* Quoted passage
· · · · · · ·
In a coming series of essays I’d like to examine this odium naturae in its various shapes, always holding forth for our wonder and affection the sweet and ordinary and natural, that which the Creator beheld in the beginning and declared to be good.  But since I have begun with the issue of abortion, it’s well to take a quick look at that now, to see why the garment that Cardinal Bernardin chose was the wrong one.

In an exercise of illogic and madness that can only come from an intellectual, the pro-abortion philosopher Judith Jarvis Thomson asked us to imagine a woman waking up, attached to tubes and wires, her bodily functions supporting those of a concert violinist, a perfect stranger.  He needs her for nine months, and then she can go her way.  Surely no sane person would say that she must consent to have her body usurped?  Isn’t that what happens when a woman is compelled to bear an unwanted child to term?

Of course the analogy is absurd.  It is a vitalist nightmare.  There is nothing we do that magically brings full-grown concert violinists into the world, unknown to us and needing our organs.  Nor do our bodies sprout wires and tubes, to make connections with the next Paganini.  But this philosopher, hating human nature, sees the natural relation of a mother and her child in the womb as nothing better than a contraption of invasion, wholly artificial, extrinsic to the woman, and cruel.  To her, life means nothing more than to have one’s bios at one’s discretion, to go and do as you please.
· · · · · · ·
Records from a data source:
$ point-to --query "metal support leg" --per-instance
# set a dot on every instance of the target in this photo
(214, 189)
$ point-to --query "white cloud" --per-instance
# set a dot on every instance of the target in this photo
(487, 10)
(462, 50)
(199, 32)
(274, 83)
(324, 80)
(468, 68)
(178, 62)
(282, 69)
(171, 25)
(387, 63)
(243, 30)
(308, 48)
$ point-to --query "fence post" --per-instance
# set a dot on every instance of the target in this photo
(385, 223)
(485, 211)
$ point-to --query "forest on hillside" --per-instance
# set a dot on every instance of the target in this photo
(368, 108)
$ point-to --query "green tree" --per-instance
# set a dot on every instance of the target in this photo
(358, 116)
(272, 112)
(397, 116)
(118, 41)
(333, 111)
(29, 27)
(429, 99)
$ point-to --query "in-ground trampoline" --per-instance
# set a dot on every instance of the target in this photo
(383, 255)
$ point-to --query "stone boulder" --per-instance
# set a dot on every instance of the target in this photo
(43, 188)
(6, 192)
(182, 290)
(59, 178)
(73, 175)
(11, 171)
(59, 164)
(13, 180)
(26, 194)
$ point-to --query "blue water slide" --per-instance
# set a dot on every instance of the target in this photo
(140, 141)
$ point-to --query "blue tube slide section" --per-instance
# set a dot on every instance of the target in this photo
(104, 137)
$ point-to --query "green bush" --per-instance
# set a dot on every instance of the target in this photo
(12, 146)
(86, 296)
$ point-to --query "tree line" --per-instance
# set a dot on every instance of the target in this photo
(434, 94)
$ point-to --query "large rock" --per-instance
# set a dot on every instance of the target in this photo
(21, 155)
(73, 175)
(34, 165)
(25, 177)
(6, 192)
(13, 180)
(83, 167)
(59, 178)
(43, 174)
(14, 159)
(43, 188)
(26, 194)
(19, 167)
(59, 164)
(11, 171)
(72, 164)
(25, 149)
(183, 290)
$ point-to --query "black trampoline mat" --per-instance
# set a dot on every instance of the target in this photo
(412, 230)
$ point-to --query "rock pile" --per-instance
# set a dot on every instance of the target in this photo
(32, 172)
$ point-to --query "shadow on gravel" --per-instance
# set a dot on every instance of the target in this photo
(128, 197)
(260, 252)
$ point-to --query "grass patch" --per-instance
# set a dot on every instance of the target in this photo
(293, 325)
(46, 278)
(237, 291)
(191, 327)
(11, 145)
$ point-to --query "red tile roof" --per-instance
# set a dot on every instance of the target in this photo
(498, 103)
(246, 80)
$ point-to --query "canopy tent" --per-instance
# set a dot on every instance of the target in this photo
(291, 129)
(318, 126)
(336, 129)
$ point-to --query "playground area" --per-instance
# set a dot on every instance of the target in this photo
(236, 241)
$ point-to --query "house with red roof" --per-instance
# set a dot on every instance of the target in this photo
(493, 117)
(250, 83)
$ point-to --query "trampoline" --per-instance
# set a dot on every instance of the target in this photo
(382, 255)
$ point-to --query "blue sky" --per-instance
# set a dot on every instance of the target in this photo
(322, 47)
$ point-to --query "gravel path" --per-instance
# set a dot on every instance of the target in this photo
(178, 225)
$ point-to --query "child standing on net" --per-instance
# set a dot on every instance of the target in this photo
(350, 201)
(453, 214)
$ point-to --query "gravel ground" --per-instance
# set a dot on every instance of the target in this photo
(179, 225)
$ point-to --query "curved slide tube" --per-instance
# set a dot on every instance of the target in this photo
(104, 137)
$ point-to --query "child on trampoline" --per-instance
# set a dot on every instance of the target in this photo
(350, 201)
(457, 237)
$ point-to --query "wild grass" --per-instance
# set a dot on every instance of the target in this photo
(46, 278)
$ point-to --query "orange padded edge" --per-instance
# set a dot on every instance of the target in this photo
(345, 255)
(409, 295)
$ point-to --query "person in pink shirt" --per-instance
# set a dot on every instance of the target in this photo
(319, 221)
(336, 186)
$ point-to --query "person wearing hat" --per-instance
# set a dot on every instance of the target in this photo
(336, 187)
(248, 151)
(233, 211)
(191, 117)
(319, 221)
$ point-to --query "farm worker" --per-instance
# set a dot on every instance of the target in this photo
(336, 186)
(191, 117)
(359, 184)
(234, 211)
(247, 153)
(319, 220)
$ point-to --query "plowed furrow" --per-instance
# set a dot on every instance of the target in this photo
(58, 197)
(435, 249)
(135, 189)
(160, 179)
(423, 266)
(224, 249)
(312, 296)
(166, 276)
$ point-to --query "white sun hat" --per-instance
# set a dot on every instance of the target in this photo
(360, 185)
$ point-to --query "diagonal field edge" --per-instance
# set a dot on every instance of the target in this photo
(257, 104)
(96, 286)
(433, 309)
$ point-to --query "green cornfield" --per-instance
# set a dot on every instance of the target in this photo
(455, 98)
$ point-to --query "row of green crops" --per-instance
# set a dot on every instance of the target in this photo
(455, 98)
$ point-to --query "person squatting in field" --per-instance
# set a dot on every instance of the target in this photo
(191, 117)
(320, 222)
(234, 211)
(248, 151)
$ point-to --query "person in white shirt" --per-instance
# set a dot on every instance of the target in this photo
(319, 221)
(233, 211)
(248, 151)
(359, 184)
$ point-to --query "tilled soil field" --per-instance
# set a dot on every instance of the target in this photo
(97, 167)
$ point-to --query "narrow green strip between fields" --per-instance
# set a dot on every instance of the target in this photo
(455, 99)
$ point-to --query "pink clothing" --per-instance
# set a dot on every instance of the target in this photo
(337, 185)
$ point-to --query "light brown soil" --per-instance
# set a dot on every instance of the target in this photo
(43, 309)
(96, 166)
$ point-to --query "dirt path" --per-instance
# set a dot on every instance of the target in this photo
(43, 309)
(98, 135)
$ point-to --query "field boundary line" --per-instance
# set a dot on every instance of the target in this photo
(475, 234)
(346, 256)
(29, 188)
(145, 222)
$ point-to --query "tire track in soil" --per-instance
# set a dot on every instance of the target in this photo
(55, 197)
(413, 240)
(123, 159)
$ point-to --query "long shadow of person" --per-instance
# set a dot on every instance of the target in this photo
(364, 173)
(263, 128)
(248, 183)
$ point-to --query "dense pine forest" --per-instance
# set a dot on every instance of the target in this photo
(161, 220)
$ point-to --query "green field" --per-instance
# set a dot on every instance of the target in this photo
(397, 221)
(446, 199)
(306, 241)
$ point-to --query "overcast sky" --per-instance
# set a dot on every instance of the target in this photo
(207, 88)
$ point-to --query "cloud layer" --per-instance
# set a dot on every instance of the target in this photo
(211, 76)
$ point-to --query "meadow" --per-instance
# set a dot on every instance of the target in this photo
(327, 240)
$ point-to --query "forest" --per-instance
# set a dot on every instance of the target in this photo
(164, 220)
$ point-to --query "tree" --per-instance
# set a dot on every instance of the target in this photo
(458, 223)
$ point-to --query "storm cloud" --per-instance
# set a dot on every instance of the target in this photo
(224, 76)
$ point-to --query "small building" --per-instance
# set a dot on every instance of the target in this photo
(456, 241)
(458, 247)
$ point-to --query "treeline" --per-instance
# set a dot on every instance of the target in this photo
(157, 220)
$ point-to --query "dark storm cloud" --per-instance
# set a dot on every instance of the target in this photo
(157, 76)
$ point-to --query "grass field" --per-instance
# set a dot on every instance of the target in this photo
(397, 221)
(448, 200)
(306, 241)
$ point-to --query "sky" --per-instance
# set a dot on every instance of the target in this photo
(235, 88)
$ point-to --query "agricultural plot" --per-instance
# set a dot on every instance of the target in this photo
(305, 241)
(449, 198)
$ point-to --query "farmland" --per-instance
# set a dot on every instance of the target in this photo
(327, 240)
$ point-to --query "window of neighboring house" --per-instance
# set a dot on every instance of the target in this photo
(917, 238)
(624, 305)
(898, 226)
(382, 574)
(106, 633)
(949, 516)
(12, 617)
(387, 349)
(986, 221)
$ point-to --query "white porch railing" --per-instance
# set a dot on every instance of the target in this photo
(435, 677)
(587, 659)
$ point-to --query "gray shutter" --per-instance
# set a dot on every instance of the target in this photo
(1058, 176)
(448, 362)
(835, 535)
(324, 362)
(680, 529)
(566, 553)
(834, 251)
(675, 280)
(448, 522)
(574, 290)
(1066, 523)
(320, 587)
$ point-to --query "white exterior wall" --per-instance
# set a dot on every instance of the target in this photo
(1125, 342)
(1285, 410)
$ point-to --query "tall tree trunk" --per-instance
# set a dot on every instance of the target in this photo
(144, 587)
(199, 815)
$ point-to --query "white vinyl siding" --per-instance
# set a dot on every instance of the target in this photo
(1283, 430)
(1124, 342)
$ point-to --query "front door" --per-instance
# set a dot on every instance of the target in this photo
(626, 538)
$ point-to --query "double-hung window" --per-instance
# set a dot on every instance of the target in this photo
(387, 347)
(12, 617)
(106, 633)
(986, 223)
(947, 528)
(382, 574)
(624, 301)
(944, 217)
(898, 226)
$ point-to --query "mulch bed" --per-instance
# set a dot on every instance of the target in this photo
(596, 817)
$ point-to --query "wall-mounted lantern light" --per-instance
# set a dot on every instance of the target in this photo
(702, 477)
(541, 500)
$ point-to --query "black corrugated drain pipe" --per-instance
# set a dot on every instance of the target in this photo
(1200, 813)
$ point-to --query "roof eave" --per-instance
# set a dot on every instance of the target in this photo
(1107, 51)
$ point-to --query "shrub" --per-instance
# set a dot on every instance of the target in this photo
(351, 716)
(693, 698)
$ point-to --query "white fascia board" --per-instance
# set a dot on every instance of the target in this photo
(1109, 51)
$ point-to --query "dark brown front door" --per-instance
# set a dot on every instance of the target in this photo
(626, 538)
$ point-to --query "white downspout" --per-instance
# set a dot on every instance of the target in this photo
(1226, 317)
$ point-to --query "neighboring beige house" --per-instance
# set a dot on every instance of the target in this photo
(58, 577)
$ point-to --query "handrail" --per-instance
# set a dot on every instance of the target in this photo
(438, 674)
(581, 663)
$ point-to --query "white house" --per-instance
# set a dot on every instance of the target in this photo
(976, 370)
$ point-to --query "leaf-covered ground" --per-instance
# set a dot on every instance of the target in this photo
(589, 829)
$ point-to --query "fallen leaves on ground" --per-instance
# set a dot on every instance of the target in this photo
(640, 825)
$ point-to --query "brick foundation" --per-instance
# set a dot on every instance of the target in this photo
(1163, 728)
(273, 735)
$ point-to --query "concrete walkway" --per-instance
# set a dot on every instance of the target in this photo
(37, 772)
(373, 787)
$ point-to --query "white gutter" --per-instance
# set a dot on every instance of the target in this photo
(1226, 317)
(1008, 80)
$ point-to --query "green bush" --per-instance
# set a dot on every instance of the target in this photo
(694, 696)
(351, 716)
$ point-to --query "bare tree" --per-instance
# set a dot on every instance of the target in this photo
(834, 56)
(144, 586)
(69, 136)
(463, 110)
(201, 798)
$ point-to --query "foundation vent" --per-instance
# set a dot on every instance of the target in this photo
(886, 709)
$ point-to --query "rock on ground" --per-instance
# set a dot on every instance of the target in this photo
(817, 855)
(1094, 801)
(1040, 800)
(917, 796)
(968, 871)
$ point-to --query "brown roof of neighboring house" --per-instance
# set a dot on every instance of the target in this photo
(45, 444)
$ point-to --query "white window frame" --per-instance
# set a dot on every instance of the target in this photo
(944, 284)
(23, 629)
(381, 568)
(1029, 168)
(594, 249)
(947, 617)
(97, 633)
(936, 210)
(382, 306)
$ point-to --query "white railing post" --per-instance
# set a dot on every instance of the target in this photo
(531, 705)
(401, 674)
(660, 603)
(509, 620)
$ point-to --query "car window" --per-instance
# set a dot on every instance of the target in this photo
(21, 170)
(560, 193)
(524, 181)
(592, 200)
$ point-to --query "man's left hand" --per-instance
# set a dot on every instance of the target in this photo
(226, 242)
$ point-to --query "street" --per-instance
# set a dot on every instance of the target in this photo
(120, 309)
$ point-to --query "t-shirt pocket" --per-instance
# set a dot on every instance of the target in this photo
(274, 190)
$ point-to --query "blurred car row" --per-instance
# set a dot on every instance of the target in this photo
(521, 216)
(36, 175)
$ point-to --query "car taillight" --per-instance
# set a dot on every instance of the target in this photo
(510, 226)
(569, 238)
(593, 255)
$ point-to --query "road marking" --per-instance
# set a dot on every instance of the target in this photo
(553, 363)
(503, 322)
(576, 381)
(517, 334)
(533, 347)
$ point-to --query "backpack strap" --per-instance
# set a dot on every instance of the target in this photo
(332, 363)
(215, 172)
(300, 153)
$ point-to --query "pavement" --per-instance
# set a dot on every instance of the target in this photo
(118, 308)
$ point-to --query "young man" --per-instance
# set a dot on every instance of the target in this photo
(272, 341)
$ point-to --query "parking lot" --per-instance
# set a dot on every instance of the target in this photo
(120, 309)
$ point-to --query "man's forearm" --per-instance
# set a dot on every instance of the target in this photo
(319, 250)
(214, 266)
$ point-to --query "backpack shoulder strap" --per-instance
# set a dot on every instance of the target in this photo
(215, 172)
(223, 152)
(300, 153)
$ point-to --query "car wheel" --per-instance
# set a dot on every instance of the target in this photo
· · · · · · ·
* Set of tasks
a: Name each person the essay on abortion mentions by surname.
b: Write the next part of the essay on abortion and the hatred of nature, picking up after its final sentence.

* Outputs
a: Cardinal Bernardin, Judith Jarvis Thomson, Paganini

b:
Thus the most natural thing in the world comes to be seen as the most unnatural.  The same feminist who nods in approval of this bizarre analogy will go visit the Museum of Art on the morrow, to look at the paintings of Mary Cassatt—whose greatness consists in her devotion to womanly nature, painting women with their small children; and she will not see the contradiction, because her attachment to Cassatt is a gerry-rigged mass of political tubes and wires, and not a love of what the artist loved.  If Mary Cassatt were Martin Cassatt, and painted the very same paintings in the same way and with the same love, she would loathe him as sentimentalizing the oppression of women.

The next time you see a woman great with child, walking with her husband and a couple of children already born, consider that you are beholding something natural and holy.  Abortion is evil because it takes an innocent human life.  But abortion is heinous because it attacks those natural bonds at their roots.  Murder is sometimes a crime of passion.  Abortion is, in the individual case, not so culpable as murder; and yet its principle is wickeder.  The murderer kills a man.  The abortionist does that too—and murders human nature to do it.

(Photo Credit: Newscom/KRT/Ernie Cox; Cardinal Bernardin 1993)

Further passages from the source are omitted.